• Ausgewählter Auszug
•••

Der heute 34-Jährige ist in der Türkei geboren und in der Gegend um Lugano aufgewachsen. Er soll ein talentierter Tischtennis­spieler gewesen sein, ehe er sich radikalisierte und begann, Propaganda für eine islamistische Terror­organisation zu verbreiten. Laut Medienberichten unterhielt er enge Verbindungen zu Jihadisten in Italien. Er half zwei Personen, ins Kriegs­gebiet in Syrien zu reisen.

Jetzt soll er nicht mehr Schweizer sein. Der Entscheid ist noch nicht rechts­kräftig, der Betroffene kann den Beschluss bis Mitte Oktober ans Bundes­verwaltungs­gericht weiterziehen. Doch die Grundsatz­fragen sind gestellt: Hat Ümit Y. als verurteilter Terror­helfer sein Recht auf einen Schweizer Pass verspielt?

Darf ein Staat seine Bürgerinnen ausbürgern? Nur Jihadisten? Oder auch rechts­extreme Terroristen? Wann? Mit welchem Ziel? Und zu welchem Preis?

•••

• Aufgabenliste
**a)** Führe sämtliche Länder- und Ortsnamen auf, die im Auszug zur Ausbürgerung von Ümit Y. genannt werden.
**b)** Führe den Auszug zur Ausbürgerung von Ümit Y. im Anschluss an seine letzte Frage weiter.
Die Auflistung ist hierfür ohne Belang.

•••

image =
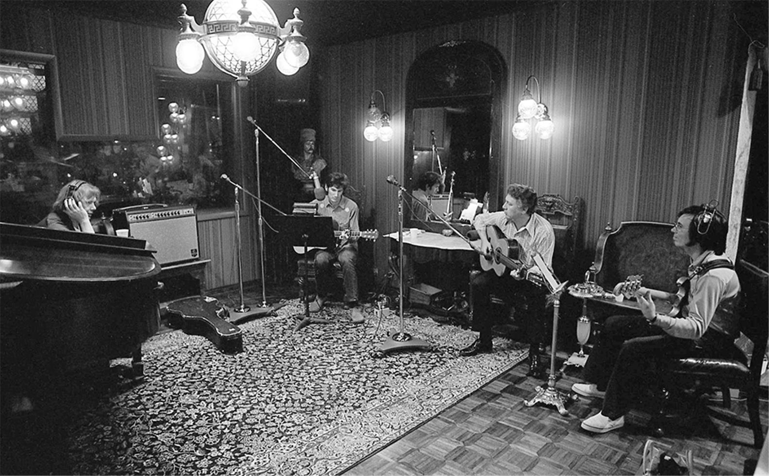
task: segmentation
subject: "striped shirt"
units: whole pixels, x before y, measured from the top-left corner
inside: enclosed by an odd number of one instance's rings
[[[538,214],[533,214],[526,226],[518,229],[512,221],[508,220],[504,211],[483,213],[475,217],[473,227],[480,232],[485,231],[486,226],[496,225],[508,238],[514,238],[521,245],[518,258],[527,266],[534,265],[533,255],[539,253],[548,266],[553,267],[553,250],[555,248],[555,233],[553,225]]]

•••

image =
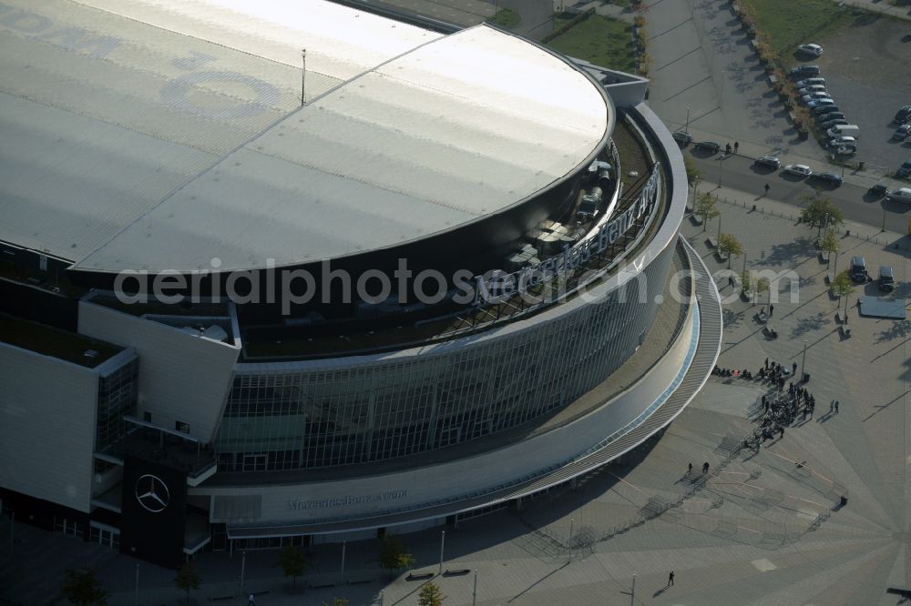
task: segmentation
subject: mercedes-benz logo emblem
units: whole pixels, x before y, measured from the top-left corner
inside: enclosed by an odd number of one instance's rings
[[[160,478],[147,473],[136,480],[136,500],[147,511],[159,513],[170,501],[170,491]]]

•••

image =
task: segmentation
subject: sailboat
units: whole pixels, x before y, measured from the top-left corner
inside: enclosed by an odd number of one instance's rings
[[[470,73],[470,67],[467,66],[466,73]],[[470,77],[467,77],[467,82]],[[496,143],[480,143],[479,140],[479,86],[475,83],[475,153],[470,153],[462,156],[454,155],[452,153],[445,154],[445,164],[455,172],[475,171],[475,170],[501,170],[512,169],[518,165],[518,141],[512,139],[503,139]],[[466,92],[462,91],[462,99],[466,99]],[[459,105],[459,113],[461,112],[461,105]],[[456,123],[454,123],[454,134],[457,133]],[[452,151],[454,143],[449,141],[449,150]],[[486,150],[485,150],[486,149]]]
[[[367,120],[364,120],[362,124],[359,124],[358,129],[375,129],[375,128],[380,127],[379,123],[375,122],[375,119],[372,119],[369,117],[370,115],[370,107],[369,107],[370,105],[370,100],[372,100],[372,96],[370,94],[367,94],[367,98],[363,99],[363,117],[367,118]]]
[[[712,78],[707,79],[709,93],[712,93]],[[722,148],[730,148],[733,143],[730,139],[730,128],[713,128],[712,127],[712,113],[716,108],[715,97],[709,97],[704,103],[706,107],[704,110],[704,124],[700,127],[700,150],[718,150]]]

•••

• Ergebnisse je Aufgabe
**a)** Türkei, Lugano, Italien, Syrien

**b)**
Die Behörden betreten Neuland

Die Grundlage für den Entzug des Bürger­rechts stammt aus dem Zweiten Weltkrieg, als der Bundesrat unter Anwendung von extrakonstitutionellem Staatsnotrecht als Vollmachtenregime regierte. 1940 schuf die Regierung eine Sonder­gesetzgebung für Doppel­bürger, die von da an ausgebürgert werden konnten, wenn sie «den Interessen oder dem Ansehen der Schweiz erheblich» schadeten. Die Formulierung hat sich bis heute kaum verändert.

86 Personen wurde damals das Bürgerrecht entzogen, den meisten, weil sie sich national­sozialistischen Gruppierungen angeschlossen hatten.

Nach dem Krieg und dem Ende des Vollmachten­regimes floss die Ausbürgerungs­bestimmung unverändert in die Regel­gesetzgebung. Und geriet in Vergessen­heit: Der Gesetzes­artikel wurde seit seiner Inkraft­setzung im Jahr 1953 nie angewandt – bis ihn ein paar findige Beamte bei der Migrations­behörde SEM und dem Geheim­dienst NDB hervor­kramten und Ende 2015 als wirksame Massnahme im Kampf gegen islamistischen Terrorismus anpriesen.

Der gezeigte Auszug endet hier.